ASSIGNMENT:
Reproduce the items from their very beginning through the line containing "positive clicks: (439, 463)", including both of those lines.

DATA FOR PROCESSING:
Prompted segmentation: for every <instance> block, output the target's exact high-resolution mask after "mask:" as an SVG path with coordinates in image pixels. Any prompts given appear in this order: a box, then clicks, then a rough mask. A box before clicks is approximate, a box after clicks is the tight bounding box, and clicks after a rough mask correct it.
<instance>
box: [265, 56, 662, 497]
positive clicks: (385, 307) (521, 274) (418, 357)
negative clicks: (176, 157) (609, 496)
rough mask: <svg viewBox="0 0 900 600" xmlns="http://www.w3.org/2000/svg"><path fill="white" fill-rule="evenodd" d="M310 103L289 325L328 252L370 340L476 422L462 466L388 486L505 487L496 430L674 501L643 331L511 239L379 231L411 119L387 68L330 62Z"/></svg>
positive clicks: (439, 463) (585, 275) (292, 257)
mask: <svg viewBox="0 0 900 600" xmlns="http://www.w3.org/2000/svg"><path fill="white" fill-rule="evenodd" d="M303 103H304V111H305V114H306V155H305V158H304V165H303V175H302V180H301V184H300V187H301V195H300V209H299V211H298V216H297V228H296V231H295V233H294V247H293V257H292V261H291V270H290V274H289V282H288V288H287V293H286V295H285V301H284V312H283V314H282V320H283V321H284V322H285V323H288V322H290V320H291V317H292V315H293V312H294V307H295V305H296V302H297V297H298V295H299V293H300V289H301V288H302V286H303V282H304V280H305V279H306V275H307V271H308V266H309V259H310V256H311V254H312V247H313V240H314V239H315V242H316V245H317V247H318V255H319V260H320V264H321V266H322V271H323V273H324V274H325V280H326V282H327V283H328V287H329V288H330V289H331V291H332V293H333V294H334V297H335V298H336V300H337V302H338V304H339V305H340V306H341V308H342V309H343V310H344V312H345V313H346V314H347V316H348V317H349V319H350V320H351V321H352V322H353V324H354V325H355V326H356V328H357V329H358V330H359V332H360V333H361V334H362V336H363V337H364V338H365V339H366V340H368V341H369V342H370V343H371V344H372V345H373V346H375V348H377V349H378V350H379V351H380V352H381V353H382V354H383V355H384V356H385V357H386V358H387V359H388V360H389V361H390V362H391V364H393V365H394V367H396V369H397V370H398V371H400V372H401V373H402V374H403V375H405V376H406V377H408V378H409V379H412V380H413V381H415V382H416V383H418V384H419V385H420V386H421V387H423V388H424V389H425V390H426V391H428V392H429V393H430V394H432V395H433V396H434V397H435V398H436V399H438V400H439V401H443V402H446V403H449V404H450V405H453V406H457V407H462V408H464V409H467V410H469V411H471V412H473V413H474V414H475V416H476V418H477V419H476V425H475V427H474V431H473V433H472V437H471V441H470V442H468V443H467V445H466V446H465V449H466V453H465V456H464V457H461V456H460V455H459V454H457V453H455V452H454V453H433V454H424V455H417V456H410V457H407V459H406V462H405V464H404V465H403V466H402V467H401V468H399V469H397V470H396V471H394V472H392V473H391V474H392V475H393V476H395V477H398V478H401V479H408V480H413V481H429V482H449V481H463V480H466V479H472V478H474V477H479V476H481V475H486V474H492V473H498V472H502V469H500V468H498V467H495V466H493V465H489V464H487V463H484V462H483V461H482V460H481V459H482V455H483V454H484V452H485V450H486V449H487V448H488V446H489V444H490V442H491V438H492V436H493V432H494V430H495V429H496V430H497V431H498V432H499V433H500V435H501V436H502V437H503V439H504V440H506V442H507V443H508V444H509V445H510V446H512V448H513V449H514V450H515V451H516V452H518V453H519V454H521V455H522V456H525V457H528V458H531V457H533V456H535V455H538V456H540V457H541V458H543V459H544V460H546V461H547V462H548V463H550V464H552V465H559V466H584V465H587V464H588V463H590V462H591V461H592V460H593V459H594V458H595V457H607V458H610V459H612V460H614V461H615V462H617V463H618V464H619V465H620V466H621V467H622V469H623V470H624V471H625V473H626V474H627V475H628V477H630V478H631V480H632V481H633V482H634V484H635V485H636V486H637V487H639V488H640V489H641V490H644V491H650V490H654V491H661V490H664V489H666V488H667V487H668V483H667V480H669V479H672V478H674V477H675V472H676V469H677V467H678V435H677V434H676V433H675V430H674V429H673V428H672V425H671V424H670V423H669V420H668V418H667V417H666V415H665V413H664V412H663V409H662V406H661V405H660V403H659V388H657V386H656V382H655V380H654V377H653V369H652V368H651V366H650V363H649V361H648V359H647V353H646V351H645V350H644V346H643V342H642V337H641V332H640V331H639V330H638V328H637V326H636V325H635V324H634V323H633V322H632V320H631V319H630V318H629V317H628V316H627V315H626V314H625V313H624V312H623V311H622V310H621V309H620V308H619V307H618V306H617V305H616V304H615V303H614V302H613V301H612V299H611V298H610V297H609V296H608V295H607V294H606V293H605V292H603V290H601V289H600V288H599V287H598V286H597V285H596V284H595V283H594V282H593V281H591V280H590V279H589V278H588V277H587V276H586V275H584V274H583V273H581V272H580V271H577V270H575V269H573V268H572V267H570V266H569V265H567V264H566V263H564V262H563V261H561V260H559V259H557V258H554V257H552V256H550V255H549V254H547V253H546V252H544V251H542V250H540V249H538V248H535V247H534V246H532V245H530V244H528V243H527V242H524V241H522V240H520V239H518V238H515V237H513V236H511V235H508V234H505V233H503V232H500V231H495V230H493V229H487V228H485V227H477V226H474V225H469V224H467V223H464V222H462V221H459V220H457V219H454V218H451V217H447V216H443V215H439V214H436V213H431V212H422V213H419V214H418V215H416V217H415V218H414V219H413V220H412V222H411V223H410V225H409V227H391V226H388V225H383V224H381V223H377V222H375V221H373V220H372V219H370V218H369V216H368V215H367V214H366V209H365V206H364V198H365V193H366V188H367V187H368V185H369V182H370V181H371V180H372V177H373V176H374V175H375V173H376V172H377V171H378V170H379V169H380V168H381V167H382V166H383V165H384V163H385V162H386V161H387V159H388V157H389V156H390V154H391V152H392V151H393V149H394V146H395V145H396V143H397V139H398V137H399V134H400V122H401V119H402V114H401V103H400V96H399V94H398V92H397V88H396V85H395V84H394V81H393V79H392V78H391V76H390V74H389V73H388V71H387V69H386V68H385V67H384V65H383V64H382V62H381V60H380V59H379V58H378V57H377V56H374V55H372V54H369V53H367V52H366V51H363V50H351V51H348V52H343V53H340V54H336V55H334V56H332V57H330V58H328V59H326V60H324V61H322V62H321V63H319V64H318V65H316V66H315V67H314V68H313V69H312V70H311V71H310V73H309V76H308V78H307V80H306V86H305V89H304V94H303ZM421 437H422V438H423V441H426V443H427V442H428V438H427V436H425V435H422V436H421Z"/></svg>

EXERCISE SOLUTION:
Prompted segmentation: for every <instance> block, output the target's exact high-resolution mask after "mask:" as an SVG path with coordinates in image pixels. Any prompts given appear in this order: a box, then clicks, then a rough mask. A box before clicks is approximate, a box after clicks is the tight bounding box, and clicks after a rough mask correct it.
<instance>
box: [265, 56, 662, 497]
positive clicks: (385, 307) (521, 274) (418, 357)
negative clicks: (176, 157) (609, 496)
rough mask: <svg viewBox="0 0 900 600" xmlns="http://www.w3.org/2000/svg"><path fill="white" fill-rule="evenodd" d="M310 103L289 325L328 252L370 340L476 422L462 466L388 486L505 487L496 430L674 501L643 331L511 239L379 231L411 119L387 68L330 62Z"/></svg>
positive clicks: (439, 463) (585, 275) (292, 257)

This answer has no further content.